> CONSIGNE
Renvoie toutes les lignes des fiches d'annotation ci-dessous qui contiennent le mot « above ». Tiens compte des majuscules et des minuscules.

(Fiches d'annotation)
---*---
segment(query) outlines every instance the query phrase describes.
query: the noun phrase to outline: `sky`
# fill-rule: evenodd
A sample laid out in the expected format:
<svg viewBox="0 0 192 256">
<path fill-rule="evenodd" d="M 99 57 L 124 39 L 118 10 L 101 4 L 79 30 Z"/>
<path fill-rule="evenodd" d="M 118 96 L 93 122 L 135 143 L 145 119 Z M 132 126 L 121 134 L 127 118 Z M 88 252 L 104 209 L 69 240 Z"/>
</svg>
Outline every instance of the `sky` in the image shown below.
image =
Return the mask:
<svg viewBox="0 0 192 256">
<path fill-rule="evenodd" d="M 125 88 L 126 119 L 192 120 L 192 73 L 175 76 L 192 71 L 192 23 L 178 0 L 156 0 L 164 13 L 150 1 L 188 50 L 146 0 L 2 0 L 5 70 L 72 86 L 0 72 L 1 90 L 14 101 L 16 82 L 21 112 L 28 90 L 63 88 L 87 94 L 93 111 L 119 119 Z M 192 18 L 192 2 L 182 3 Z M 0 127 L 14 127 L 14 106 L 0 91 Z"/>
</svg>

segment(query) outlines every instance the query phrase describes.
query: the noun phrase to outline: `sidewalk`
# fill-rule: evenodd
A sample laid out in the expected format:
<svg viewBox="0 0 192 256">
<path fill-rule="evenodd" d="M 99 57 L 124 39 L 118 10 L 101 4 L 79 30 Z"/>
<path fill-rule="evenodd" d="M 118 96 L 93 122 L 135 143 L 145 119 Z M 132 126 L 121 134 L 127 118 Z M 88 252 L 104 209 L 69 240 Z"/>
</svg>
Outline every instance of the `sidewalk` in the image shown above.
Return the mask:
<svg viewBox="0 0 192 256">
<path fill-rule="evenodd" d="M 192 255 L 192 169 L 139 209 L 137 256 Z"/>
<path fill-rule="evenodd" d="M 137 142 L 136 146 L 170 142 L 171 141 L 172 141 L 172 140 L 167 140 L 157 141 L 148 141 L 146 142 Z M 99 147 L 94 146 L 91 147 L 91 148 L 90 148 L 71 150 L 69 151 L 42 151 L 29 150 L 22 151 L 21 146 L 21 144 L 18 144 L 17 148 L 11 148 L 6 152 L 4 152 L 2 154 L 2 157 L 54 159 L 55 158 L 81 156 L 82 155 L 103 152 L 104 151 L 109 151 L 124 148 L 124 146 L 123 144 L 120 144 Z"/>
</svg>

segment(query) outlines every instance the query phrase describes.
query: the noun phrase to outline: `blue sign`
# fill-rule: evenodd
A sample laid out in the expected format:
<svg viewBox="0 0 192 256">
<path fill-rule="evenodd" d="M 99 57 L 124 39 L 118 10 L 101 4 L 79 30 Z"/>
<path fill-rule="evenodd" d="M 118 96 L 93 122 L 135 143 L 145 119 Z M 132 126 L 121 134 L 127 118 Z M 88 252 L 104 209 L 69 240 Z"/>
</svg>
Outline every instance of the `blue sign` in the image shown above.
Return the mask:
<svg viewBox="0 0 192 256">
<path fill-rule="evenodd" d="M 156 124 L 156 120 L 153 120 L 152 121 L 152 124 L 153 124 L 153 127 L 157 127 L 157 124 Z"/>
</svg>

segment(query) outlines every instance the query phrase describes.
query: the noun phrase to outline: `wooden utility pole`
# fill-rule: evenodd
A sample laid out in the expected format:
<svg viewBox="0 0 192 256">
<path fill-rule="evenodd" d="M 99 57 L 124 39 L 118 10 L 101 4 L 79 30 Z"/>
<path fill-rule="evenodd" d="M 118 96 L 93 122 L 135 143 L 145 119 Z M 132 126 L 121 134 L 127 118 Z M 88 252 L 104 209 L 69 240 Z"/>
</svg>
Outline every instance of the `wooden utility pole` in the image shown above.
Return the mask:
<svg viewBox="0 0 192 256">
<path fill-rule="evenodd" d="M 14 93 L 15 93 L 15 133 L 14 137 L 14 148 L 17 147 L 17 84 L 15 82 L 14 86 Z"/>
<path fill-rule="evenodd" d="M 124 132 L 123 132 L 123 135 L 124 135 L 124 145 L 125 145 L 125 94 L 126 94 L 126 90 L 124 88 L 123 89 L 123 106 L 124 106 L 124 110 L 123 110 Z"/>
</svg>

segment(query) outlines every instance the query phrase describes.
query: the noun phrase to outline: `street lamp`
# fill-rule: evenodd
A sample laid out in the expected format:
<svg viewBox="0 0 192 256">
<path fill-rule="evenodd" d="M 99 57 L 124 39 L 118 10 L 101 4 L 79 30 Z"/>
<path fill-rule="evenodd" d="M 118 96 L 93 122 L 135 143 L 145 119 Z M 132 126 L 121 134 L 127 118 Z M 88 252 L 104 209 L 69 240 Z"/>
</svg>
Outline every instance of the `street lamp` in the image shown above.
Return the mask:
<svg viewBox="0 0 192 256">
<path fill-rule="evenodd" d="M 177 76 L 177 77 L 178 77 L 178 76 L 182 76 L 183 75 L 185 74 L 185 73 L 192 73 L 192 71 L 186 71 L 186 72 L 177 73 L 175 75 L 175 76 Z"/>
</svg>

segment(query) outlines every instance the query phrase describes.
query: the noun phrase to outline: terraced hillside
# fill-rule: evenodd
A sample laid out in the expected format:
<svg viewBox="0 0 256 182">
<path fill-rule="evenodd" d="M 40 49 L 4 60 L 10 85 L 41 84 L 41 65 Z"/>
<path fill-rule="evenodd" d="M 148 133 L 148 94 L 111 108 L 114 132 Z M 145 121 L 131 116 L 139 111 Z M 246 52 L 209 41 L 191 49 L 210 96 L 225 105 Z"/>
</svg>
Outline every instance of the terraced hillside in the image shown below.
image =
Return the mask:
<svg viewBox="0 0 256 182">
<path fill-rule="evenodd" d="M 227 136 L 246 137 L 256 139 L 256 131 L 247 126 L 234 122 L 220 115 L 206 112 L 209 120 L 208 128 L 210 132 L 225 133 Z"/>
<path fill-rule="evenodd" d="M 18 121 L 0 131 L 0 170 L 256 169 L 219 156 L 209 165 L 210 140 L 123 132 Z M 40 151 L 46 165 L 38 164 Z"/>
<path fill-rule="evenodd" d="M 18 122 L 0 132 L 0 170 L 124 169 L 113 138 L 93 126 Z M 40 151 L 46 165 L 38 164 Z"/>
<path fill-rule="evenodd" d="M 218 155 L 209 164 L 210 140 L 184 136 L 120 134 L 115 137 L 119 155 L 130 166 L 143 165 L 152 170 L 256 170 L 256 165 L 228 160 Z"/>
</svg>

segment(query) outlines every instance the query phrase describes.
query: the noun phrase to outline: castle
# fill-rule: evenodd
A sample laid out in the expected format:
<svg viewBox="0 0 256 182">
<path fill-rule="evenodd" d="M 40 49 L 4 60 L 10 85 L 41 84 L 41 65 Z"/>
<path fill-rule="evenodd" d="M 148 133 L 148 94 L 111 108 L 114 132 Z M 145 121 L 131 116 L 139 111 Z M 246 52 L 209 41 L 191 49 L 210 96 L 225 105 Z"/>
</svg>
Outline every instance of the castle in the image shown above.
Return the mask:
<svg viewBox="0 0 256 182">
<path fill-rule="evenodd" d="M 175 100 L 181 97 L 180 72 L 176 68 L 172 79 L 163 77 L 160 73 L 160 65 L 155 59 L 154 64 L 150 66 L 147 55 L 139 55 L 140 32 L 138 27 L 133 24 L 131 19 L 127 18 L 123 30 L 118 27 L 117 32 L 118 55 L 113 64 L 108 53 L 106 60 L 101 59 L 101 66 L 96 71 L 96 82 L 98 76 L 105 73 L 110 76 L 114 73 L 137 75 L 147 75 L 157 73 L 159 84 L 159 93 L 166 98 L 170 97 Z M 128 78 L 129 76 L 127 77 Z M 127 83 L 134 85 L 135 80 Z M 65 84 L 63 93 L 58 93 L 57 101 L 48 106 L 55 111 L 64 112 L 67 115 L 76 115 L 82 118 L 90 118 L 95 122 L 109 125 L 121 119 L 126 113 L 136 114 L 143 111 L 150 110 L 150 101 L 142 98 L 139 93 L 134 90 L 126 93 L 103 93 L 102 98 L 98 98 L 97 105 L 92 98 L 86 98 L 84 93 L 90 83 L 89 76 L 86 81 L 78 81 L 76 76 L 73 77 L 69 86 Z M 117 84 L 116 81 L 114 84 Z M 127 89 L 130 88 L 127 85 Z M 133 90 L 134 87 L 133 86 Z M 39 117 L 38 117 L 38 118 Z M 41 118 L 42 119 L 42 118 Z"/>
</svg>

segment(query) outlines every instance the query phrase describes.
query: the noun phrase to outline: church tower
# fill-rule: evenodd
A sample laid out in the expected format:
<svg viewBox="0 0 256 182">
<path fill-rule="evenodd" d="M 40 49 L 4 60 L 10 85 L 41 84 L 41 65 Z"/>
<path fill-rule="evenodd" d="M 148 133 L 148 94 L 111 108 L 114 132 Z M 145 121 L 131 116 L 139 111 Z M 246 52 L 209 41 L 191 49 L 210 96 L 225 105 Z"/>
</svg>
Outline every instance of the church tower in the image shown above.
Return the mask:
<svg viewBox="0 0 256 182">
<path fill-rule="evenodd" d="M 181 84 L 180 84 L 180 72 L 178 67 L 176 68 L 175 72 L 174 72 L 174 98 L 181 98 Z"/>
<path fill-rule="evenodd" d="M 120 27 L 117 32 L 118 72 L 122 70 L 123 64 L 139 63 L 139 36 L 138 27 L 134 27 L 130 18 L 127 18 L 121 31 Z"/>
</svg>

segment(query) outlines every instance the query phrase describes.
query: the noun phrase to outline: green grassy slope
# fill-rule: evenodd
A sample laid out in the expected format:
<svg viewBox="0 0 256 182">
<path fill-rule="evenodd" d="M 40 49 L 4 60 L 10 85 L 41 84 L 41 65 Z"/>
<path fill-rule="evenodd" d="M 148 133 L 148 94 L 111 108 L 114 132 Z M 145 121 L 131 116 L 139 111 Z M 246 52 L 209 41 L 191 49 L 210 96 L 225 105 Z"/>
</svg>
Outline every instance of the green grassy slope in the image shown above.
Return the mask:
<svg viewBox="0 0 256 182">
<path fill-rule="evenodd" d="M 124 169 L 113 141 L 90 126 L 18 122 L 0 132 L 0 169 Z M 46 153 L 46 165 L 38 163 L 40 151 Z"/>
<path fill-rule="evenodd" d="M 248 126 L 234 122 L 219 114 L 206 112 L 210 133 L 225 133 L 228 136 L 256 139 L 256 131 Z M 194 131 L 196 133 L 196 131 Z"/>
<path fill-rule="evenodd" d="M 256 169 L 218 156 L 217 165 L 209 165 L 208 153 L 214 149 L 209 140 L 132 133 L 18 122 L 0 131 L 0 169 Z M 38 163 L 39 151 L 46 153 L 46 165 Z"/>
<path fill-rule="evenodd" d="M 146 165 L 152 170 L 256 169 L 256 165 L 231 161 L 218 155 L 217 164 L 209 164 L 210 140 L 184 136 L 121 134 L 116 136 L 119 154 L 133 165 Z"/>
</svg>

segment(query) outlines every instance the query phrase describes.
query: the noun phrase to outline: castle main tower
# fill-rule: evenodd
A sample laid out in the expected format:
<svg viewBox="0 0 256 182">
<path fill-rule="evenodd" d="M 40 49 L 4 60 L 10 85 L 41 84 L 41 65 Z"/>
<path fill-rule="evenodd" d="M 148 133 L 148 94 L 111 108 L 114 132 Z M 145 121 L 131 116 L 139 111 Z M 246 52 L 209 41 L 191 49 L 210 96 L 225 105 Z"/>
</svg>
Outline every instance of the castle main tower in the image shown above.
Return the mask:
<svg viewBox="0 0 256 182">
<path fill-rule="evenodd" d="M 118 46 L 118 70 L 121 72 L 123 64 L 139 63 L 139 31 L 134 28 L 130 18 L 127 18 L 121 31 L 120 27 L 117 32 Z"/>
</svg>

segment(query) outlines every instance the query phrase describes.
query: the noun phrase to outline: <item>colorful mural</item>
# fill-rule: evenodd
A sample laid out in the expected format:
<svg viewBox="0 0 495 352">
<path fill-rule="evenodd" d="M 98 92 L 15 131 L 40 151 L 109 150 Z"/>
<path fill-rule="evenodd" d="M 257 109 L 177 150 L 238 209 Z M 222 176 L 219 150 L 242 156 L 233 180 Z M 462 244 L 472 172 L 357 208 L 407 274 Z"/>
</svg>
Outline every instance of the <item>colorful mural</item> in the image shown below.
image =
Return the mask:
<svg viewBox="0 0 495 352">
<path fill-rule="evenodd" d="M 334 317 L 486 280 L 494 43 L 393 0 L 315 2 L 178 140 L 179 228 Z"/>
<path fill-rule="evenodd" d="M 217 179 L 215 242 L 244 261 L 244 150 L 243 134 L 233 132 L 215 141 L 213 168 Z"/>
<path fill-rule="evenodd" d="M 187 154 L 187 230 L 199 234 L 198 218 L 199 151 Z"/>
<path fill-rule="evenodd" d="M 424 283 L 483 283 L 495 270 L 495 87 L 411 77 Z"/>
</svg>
---*---
> SOLUTION
Outline every instance of the `sidewalk` in the image shown above.
Outline every instance of the `blue sign` in the image shown above.
Outline every instance of the `wooden utility pole` in the image shown above.
Outline every instance of the `street lamp` in the image shown above.
Outline every instance of the castle in the image shown above.
Outline every instance of the church tower in the image shown above.
Outline every instance of the green grassy slope in the image shown above.
Outline every instance of the castle main tower in the image shown above.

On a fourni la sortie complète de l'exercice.